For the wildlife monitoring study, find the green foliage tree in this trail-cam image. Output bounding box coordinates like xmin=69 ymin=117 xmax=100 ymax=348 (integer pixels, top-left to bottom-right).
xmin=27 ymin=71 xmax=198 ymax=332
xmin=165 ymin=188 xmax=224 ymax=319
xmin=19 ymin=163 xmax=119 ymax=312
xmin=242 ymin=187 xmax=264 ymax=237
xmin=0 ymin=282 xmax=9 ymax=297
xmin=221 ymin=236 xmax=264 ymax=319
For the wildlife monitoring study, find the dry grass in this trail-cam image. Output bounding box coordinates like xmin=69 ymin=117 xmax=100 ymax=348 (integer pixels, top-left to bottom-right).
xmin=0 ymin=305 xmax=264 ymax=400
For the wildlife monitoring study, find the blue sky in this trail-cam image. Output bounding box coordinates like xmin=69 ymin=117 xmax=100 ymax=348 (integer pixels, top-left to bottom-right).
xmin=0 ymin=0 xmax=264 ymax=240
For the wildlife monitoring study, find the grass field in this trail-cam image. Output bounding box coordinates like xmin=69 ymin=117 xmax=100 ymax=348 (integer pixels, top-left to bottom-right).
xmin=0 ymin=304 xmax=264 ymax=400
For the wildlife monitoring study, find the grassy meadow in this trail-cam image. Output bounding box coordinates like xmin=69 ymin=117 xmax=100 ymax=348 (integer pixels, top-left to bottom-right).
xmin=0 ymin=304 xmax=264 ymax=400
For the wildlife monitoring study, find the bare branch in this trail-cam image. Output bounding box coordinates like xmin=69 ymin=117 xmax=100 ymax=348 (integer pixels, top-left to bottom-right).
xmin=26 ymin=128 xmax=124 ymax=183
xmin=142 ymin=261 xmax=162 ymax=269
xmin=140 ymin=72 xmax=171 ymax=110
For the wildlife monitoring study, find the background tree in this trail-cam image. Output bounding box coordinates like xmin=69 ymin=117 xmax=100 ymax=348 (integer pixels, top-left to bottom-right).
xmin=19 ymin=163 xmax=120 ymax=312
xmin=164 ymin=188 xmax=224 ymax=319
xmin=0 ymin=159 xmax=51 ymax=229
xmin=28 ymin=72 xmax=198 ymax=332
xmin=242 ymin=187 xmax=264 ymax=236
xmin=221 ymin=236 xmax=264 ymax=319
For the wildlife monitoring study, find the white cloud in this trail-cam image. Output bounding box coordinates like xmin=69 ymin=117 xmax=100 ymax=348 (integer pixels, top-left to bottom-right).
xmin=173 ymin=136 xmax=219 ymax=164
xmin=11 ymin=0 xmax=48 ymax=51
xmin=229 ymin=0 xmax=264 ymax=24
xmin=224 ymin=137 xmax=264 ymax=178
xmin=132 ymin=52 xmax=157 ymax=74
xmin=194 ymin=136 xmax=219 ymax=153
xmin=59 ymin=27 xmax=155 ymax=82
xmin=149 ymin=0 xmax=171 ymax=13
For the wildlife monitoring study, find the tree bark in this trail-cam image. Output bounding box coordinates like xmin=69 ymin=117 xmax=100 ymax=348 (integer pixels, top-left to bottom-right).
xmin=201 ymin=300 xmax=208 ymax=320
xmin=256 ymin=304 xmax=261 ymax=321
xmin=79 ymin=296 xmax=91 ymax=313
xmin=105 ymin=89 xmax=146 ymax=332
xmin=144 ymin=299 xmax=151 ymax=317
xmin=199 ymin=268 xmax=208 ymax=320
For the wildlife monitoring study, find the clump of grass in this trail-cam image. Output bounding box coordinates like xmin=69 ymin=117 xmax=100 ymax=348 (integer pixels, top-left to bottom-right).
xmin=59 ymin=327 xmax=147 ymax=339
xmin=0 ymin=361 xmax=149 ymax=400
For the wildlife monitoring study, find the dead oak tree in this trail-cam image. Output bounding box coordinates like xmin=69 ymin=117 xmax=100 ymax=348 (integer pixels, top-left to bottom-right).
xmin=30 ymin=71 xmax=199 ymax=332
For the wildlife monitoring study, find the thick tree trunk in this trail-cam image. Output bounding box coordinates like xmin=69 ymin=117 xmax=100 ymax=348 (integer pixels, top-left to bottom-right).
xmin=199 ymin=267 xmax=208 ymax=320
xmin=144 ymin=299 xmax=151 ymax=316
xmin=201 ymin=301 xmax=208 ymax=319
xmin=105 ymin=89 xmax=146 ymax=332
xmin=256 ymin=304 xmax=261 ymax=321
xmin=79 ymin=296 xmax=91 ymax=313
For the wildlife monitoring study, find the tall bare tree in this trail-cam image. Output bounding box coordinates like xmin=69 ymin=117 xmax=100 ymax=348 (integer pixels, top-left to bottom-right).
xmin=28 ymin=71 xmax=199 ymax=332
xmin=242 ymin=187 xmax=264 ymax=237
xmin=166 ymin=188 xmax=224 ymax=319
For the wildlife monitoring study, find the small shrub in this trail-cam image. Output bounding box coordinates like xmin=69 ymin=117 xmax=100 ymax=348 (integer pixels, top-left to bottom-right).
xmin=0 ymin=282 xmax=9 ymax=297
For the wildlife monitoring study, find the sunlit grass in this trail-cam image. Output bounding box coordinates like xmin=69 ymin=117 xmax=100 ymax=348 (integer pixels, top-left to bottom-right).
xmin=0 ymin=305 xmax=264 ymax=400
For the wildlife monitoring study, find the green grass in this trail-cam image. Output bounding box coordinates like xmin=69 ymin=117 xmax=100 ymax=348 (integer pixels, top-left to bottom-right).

+--

Please write out every line of the listing again, from its start through the line holding "xmin=0 ymin=0 xmax=264 ymax=240", inclusive, with each bounding box coordinate in the answers shifted up by 55.

RESULT OF THIS TASK:
For the wildlife monitoring study, find the green foliage tree in this trail-cam image. Output bounding box coordinates like xmin=69 ymin=117 xmax=100 ymax=348 (integer pixels, top-left to bottom-right).
xmin=82 ymin=126 xmax=253 ymax=387
xmin=220 ymin=243 xmax=279 ymax=374
xmin=74 ymin=218 xmax=174 ymax=367
xmin=297 ymin=242 xmax=319 ymax=292
xmin=55 ymin=337 xmax=64 ymax=352
xmin=276 ymin=291 xmax=319 ymax=374
For the wildlife monitoring study, find the dry grass in this trail-cam image. Output bounding box coordinates like xmin=69 ymin=117 xmax=100 ymax=348 (integer pixels, top-left to bottom-right).
xmin=55 ymin=360 xmax=319 ymax=455
For the wildlife monitoring study, find the blue sky in this trail-cam image. Output bounding box coordinates like xmin=69 ymin=117 xmax=100 ymax=348 (integer pixels, top-left to bottom-right).
xmin=55 ymin=55 xmax=319 ymax=295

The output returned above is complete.